CONSIGNE –
Recopiez mot pour mot le passage du texte présenté qui va de "Comment survivre et" jusqu'à "capacité de résilience...." inclus.

TEXTE PRÉSENTÉ –
┌────────

On voit en parallèle la vie des grands-parents, famille nombreuse, en apparence joyeuse, somptueuse, brillante mais jalonnée de drames plus ou moins cachés ou carrément tus.

Comment survivre et se construire dans ces grandes tribus?

Bien sûr, on s'interroge alors sur nos propres vies, notre famille, quels sont nos choix et sont-ils imposés à nos enfants?

Faut-il aller chercher des souvenirs là où il n'y en a plus? Notre esprit est-il sage en gommant des espaces de notre enfance, nous protège-t-il?

On voit qu'on peut se construire aussi sur du désastre et qu'il y a en nous une grande capacité de résilience....

 

Chacun peut  retrouver dans ce roman, ses peines, ses souffrances et aussi ses grands bonheurs, une lecture salutaire donc!

└────────

DONNÉES PRÉSENTÉES –
┌────────

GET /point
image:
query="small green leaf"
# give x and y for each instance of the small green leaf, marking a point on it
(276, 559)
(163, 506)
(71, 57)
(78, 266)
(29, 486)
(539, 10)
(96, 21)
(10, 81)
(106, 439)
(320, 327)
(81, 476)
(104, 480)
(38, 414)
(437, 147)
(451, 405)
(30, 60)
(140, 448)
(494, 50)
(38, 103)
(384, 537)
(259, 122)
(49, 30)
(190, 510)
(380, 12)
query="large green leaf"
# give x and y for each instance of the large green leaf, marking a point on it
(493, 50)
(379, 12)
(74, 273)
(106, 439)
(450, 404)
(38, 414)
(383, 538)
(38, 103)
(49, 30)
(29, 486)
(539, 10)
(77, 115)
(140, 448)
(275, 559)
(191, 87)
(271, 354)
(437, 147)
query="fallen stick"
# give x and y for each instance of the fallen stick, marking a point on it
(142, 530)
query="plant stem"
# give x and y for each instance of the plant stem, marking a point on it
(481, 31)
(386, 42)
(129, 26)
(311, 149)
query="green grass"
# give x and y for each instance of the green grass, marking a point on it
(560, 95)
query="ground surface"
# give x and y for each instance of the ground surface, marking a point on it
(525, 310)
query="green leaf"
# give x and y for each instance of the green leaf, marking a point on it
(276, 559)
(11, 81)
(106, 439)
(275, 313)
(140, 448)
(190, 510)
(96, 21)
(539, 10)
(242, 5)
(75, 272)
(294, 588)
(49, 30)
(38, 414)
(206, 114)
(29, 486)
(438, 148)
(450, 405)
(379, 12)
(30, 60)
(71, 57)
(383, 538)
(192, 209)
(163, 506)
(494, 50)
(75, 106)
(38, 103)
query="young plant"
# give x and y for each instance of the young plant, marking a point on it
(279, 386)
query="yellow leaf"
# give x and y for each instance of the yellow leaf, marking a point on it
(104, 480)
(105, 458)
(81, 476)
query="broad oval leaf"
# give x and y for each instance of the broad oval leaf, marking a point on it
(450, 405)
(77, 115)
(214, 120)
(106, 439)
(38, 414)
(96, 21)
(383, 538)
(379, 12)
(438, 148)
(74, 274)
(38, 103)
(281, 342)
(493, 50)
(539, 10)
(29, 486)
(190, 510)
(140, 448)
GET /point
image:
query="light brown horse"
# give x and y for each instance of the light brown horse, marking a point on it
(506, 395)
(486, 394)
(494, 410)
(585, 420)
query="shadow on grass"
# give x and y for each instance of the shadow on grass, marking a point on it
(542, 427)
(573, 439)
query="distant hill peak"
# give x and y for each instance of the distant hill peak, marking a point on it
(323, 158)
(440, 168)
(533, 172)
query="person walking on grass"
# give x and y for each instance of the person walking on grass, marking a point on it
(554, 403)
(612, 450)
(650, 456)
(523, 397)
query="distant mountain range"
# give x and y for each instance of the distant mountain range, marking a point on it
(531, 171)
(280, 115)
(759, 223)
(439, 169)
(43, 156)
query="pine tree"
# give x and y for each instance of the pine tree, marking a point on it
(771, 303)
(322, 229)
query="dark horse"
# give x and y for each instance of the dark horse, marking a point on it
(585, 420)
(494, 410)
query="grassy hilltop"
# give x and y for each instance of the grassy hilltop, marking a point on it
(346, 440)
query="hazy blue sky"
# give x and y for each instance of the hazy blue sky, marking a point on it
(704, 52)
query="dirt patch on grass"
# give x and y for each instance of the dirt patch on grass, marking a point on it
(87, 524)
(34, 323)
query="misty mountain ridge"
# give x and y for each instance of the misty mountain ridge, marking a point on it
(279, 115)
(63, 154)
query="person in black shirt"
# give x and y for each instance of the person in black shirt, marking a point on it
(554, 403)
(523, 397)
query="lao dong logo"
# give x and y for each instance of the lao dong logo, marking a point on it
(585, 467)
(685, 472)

└────────
┌────────

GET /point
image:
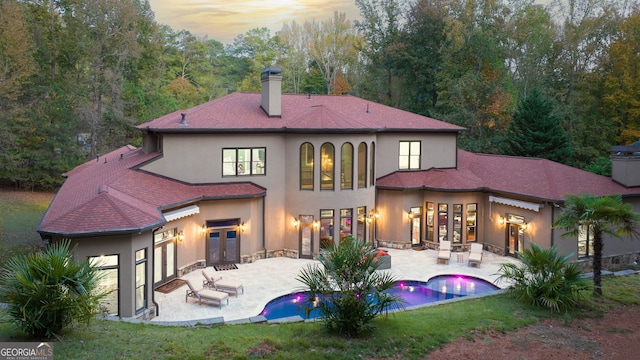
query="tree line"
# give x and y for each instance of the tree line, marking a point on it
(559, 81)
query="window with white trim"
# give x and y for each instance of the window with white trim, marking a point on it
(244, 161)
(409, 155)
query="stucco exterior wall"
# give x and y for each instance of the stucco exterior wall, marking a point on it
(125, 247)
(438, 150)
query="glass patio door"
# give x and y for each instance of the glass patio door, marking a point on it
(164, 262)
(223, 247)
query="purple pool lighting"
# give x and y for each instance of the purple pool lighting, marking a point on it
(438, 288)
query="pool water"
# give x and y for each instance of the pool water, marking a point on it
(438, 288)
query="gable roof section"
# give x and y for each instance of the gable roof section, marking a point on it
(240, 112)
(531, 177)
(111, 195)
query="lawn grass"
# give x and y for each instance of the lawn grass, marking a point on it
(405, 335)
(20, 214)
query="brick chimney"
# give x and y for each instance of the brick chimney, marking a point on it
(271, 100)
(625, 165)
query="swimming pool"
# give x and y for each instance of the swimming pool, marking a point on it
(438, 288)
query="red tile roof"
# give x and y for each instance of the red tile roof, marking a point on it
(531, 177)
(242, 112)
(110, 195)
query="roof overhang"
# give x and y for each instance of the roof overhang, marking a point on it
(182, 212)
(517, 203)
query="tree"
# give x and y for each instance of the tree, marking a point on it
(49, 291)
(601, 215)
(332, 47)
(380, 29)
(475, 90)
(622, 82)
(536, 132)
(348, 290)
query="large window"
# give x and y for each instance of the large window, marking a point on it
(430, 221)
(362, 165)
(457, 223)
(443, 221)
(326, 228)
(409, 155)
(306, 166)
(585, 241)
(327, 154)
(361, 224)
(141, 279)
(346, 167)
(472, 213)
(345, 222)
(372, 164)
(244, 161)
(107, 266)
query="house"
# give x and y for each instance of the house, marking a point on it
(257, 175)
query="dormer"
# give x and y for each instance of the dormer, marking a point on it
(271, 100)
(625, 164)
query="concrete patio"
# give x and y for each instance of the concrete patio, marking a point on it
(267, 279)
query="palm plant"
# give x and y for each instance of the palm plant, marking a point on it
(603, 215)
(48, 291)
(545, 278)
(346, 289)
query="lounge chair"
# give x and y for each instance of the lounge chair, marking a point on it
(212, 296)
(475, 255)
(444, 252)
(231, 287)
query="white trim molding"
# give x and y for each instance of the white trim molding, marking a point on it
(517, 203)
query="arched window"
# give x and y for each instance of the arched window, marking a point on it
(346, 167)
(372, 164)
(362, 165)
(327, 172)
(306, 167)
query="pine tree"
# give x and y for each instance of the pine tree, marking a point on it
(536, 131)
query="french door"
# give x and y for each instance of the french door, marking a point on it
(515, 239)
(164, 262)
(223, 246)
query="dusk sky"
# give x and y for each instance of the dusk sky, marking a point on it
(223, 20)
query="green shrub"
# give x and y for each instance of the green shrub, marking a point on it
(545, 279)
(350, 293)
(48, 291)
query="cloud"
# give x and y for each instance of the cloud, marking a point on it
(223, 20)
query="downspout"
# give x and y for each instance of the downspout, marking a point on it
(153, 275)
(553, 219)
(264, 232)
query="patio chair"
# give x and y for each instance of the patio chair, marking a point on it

└────────
┌────────

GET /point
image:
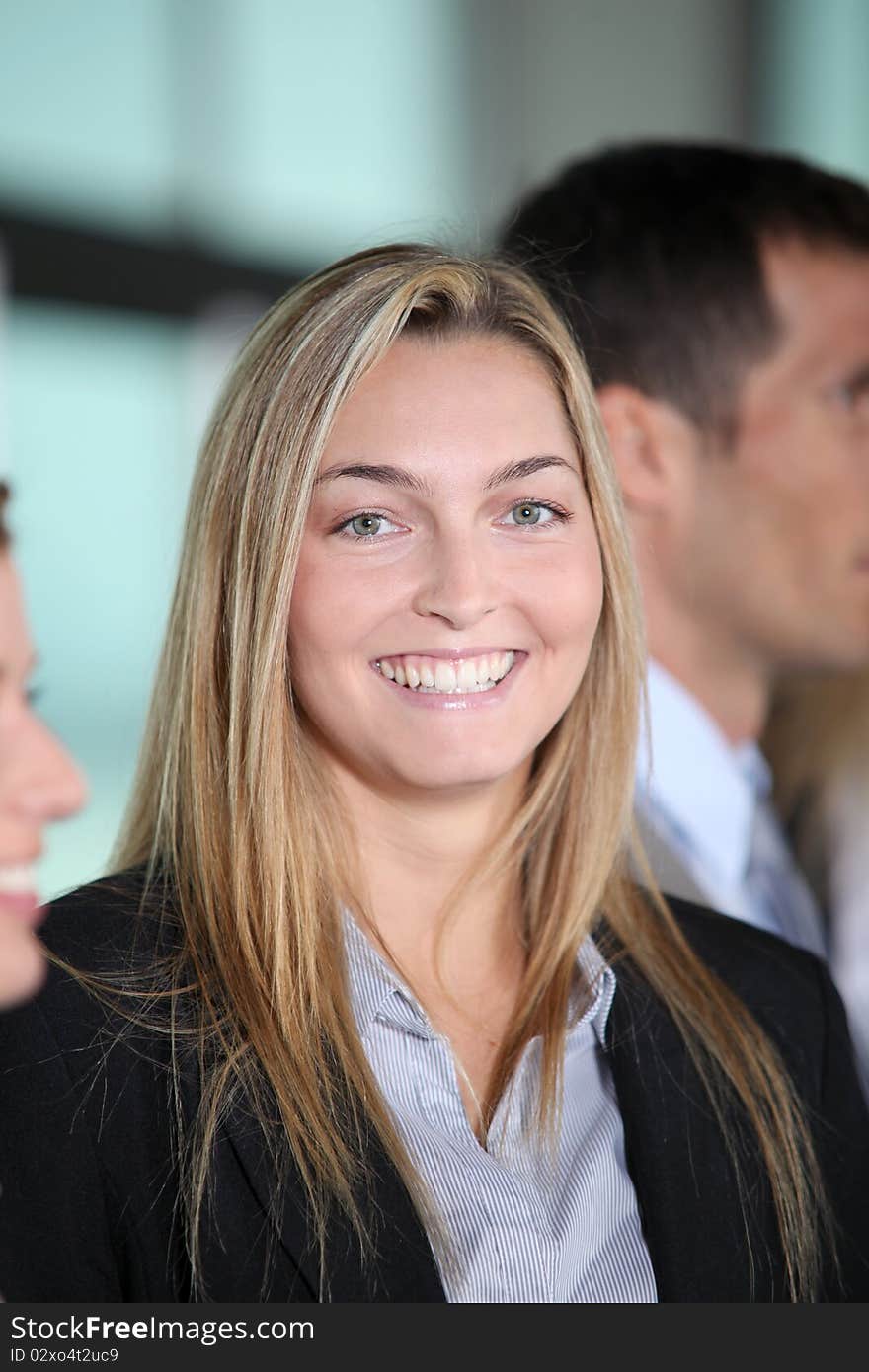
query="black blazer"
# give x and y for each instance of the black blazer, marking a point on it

└────────

CORRIGÉ –
Comment survivre et se construire dans ces grandes tribus?

Bien sûr, on s'interroge alors sur nos propres vies, notre famille, quels sont nos choix et sont-ils imposés à nos enfants?

Faut-il aller chercher des souvenirs là où il n'y en a plus? Notre esprit est-il sage en gommant des espaces de notre enfance, nous protège-t-il?

On voit qu'on peut se construire aussi sur du désastre et qu'il y a en nous une grande capacité de résilience....